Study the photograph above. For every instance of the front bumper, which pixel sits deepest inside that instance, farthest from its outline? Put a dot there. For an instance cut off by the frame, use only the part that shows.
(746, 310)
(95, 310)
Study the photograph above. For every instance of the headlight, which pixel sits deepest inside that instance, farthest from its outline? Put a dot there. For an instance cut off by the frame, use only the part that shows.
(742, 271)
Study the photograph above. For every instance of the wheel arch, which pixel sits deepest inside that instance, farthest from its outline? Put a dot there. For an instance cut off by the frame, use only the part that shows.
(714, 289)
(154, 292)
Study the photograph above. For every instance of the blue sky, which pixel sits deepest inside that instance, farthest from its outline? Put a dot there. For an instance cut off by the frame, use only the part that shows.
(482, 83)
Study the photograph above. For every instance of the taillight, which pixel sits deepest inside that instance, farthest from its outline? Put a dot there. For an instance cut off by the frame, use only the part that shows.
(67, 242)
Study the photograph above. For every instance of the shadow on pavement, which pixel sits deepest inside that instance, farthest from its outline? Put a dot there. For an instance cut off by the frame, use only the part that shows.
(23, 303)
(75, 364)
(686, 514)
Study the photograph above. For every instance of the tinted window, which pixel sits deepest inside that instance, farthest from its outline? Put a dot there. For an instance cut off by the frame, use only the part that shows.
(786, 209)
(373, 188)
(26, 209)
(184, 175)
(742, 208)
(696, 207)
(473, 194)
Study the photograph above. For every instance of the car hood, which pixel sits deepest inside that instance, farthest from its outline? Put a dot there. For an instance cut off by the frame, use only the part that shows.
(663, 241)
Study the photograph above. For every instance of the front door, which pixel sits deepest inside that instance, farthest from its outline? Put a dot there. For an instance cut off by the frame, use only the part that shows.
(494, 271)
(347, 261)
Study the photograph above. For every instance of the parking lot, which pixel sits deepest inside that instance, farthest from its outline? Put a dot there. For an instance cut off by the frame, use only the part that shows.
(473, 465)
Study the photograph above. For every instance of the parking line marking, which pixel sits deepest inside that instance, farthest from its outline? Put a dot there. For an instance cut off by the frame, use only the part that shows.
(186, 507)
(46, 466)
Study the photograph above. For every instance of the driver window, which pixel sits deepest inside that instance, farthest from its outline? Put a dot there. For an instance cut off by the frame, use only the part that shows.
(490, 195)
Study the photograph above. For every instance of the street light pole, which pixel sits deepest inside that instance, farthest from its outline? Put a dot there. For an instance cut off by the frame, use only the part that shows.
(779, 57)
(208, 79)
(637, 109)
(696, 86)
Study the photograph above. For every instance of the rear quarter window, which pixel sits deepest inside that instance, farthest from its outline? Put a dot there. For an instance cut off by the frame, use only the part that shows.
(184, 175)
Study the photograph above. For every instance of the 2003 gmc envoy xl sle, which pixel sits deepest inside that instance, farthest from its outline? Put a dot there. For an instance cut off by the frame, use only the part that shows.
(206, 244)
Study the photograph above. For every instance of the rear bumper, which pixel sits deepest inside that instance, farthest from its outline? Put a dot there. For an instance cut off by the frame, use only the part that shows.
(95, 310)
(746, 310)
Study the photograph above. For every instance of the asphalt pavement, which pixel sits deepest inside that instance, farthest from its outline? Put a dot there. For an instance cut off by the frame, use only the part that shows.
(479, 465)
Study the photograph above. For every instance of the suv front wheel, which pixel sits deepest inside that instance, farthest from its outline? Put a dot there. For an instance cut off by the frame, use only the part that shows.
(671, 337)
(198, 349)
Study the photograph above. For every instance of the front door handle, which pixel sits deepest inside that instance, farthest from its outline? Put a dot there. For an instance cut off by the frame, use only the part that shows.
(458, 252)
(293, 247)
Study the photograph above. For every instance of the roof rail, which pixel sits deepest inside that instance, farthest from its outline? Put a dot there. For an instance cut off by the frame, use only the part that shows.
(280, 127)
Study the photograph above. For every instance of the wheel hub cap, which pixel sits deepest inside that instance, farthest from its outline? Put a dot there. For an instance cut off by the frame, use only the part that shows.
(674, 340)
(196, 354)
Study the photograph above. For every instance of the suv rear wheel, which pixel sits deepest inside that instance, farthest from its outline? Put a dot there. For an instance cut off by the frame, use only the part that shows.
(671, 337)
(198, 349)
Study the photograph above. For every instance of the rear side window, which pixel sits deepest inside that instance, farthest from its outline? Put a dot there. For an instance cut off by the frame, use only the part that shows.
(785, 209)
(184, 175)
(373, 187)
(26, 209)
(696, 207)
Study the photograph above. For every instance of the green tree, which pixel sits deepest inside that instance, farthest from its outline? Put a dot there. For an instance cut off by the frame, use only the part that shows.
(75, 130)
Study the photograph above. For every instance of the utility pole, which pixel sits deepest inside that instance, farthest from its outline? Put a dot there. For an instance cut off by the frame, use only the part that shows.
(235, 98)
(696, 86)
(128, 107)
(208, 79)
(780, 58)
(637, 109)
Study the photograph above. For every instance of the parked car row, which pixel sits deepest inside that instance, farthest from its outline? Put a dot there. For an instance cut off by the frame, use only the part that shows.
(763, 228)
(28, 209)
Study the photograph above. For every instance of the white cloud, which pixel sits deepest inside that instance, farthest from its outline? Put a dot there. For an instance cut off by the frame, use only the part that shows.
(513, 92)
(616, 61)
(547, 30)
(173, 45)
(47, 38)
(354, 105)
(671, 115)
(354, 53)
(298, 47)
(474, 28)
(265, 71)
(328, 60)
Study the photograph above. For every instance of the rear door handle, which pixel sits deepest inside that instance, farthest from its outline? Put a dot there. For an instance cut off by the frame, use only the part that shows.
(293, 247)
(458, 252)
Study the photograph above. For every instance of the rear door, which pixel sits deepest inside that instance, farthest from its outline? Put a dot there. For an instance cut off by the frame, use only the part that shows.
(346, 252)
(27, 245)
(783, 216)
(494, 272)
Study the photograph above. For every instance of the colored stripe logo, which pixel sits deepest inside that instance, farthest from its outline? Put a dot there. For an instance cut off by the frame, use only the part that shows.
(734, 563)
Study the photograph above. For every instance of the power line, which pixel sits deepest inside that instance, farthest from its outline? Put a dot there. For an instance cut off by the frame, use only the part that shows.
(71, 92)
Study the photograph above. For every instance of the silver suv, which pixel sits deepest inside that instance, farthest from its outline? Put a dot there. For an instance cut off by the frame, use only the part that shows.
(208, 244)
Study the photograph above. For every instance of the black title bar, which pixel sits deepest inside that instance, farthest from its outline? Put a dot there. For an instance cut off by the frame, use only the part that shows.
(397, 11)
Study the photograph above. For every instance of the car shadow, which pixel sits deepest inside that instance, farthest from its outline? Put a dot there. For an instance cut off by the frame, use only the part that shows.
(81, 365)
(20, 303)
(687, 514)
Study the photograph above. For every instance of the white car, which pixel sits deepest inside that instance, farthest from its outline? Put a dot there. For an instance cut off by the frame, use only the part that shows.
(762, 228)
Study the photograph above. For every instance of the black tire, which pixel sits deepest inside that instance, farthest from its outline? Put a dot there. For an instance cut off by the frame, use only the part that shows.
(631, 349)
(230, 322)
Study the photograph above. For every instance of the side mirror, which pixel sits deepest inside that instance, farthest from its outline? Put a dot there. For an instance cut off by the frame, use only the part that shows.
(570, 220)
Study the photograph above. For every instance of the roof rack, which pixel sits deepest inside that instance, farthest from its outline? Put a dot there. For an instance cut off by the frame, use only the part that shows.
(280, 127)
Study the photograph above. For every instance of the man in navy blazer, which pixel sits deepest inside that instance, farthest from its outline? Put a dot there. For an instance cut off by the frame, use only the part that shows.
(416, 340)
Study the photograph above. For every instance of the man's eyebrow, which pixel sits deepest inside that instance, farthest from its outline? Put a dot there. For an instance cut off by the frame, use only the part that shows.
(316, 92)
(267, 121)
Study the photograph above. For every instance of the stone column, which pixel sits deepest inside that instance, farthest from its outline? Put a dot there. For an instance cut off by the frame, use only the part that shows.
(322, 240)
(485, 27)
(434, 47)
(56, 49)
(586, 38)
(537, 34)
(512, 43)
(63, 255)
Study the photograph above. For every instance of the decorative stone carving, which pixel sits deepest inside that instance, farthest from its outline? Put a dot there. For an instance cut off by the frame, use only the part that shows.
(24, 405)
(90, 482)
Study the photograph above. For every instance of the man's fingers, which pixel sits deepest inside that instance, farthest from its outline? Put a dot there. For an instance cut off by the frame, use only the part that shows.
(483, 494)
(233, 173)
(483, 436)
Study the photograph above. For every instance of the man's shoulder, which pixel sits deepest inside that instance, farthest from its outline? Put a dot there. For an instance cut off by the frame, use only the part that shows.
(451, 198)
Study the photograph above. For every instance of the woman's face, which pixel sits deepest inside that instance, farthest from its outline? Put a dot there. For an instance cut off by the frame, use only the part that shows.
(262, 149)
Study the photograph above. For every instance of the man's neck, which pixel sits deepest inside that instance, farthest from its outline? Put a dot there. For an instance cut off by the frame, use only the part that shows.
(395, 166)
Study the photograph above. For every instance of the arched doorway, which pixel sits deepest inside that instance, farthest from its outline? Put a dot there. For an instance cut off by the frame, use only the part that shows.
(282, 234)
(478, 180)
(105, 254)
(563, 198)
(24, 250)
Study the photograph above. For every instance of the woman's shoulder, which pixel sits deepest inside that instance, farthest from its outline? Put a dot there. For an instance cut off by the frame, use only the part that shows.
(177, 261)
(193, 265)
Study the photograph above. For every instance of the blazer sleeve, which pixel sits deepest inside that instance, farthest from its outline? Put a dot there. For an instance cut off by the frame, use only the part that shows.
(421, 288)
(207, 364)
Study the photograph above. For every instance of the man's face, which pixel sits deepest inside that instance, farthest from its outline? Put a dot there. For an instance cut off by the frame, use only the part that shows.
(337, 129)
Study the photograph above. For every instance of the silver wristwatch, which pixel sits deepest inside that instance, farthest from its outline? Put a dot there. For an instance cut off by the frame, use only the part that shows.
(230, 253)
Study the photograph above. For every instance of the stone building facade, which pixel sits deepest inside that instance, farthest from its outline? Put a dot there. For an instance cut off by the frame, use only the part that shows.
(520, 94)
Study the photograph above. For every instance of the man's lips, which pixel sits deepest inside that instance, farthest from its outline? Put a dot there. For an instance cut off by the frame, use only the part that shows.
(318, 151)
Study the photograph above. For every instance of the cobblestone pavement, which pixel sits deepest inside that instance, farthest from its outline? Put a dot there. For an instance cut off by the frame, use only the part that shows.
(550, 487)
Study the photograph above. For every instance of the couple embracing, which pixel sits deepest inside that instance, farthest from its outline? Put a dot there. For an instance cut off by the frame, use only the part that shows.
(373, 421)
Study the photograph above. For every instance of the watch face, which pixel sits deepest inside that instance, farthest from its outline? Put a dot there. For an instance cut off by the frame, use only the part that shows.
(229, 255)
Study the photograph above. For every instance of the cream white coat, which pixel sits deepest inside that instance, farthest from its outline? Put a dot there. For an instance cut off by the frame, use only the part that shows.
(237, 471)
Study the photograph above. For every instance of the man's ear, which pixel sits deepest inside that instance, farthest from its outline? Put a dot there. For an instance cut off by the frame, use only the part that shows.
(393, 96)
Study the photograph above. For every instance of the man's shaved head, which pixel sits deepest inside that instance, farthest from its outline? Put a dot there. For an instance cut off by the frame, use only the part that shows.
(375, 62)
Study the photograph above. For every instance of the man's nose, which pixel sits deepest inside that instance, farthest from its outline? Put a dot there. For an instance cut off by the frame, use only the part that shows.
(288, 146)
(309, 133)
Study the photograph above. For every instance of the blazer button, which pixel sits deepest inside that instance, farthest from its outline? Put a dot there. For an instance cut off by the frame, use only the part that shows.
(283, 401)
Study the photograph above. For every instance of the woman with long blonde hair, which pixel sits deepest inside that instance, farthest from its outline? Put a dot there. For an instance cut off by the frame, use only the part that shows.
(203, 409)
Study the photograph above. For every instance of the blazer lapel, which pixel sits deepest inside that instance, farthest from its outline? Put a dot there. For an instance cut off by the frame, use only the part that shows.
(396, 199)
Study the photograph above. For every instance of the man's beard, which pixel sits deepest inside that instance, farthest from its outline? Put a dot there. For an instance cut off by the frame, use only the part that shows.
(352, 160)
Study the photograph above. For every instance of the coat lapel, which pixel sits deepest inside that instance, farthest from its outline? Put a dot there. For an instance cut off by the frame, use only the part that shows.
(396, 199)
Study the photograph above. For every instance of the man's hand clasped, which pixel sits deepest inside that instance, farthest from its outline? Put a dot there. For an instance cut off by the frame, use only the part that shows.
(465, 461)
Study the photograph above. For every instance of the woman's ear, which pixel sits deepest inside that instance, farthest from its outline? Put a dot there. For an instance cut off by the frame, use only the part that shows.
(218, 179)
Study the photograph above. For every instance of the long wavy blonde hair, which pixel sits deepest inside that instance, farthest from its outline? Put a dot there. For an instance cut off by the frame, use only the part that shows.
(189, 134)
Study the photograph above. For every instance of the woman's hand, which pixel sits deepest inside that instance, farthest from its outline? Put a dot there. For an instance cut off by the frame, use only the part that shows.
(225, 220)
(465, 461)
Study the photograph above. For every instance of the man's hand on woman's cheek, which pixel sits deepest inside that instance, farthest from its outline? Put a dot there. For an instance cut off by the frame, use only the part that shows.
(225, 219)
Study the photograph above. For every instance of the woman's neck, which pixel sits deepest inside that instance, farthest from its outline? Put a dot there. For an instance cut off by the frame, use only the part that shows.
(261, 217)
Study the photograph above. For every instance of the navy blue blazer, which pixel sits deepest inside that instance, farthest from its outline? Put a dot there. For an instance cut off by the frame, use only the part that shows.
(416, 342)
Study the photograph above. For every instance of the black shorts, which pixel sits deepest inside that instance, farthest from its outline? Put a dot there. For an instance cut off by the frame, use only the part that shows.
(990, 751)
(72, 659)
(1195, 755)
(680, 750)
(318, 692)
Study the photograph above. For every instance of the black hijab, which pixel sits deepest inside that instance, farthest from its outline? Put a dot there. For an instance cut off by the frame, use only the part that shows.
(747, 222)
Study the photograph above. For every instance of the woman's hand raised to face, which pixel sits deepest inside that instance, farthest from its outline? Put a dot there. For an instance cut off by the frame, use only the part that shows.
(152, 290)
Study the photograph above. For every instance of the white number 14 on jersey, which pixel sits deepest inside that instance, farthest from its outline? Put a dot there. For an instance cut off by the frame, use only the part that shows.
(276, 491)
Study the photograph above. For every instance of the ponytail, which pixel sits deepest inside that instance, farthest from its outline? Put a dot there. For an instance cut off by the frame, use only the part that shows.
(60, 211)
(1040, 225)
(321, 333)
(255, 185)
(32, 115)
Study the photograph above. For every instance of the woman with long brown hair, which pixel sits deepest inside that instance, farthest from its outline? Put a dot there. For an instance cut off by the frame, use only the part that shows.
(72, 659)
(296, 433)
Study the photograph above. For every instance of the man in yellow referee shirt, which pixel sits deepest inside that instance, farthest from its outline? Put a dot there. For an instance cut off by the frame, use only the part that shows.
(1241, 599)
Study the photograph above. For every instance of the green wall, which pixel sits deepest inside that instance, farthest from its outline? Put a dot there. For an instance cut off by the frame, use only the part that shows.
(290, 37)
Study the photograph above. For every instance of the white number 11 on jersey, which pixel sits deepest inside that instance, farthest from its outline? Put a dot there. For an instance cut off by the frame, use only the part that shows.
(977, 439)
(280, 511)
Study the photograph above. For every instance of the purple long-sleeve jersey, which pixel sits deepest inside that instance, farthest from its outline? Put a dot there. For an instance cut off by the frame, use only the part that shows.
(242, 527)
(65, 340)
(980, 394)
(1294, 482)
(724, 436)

● ● ● ● ●

■ Exercise prompt: With the line containing "Study the photograph above. For every instance of the purple" as the first, output each line through the final line of the entries above, exactly.

■ Task solution:
Study the photograph above. For every instance of the purple long-sleeve jersey, which pixel sits deepest inside that instance, farthest from its outline? Put a dot there. For an instance cut off by the frame, use only the part that shows.
(242, 527)
(65, 340)
(980, 394)
(1294, 482)
(724, 436)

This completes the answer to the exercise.